Point annotation dataset records.
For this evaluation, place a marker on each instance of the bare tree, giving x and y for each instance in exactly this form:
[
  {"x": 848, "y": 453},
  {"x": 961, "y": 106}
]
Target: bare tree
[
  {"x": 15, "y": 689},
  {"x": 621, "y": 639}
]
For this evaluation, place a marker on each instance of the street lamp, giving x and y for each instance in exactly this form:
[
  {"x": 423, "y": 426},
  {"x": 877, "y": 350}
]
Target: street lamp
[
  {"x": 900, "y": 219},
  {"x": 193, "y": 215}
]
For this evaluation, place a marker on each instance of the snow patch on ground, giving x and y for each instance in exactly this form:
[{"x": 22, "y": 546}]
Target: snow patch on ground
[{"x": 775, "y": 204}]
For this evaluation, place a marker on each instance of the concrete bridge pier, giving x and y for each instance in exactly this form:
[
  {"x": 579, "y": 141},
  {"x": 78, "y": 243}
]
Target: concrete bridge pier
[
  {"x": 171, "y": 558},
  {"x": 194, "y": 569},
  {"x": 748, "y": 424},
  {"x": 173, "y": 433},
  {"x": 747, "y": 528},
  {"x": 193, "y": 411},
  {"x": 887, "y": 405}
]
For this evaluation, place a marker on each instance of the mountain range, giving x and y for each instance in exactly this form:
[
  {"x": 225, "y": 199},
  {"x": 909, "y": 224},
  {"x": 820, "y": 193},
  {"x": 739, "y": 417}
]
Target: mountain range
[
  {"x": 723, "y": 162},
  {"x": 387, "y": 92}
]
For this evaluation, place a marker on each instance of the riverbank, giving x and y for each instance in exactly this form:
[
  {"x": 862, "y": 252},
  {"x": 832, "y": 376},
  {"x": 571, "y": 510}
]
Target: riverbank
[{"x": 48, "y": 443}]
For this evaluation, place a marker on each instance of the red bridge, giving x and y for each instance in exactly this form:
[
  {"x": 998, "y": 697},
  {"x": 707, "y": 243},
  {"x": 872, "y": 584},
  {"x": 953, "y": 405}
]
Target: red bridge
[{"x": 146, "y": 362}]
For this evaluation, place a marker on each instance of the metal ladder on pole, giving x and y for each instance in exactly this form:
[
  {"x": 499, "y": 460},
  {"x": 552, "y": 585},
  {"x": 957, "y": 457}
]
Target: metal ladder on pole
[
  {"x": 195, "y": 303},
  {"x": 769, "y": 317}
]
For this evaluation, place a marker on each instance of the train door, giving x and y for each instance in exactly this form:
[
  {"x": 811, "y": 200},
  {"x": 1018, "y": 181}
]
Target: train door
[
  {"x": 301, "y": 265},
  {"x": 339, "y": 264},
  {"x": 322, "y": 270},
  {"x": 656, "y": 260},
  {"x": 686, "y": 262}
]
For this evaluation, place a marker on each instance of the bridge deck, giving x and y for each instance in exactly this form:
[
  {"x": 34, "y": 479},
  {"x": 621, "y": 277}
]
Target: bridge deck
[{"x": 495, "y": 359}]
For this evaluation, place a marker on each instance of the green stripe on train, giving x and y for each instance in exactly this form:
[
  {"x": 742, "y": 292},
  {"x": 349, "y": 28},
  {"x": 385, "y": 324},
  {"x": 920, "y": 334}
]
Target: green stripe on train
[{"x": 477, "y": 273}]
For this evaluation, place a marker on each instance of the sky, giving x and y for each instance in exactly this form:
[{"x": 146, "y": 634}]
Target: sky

Given instruction. Nothing but the lines from the one with "of the metal" through the last line should be repeated, each exactly as it stands.

Correct response.
For this evaluation, place a marker on each instance of the metal ladder on pole, giving x and y for each instance in exactly this form:
[
  {"x": 499, "y": 460},
  {"x": 552, "y": 585},
  {"x": 957, "y": 457}
]
Target: metal ladder on pole
[
  {"x": 195, "y": 303},
  {"x": 769, "y": 317}
]
For this evaluation, place a marker on each instance of the train door, giving x and y for each instance in exactly this form:
[
  {"x": 811, "y": 200},
  {"x": 1018, "y": 181}
]
Target: train door
[
  {"x": 301, "y": 265},
  {"x": 339, "y": 264},
  {"x": 322, "y": 270},
  {"x": 656, "y": 260},
  {"x": 686, "y": 262}
]
For this evaluation, place a marker on each instance of the bridge deck, giving x and y for each instance in exactly this form:
[
  {"x": 34, "y": 479},
  {"x": 621, "y": 277}
]
Target: bridge deck
[{"x": 495, "y": 359}]
For this evaluation, place a marker on each instance of the green stripe on train, giving x and y for each instance in exactly this form:
[
  {"x": 742, "y": 292},
  {"x": 349, "y": 28},
  {"x": 385, "y": 324},
  {"x": 920, "y": 334}
]
Target: green stripe on train
[{"x": 477, "y": 273}]
For this evaluation, place a marker on each instance of the sky, giving x and y for each instance in exactly this form:
[{"x": 146, "y": 634}]
Target: sky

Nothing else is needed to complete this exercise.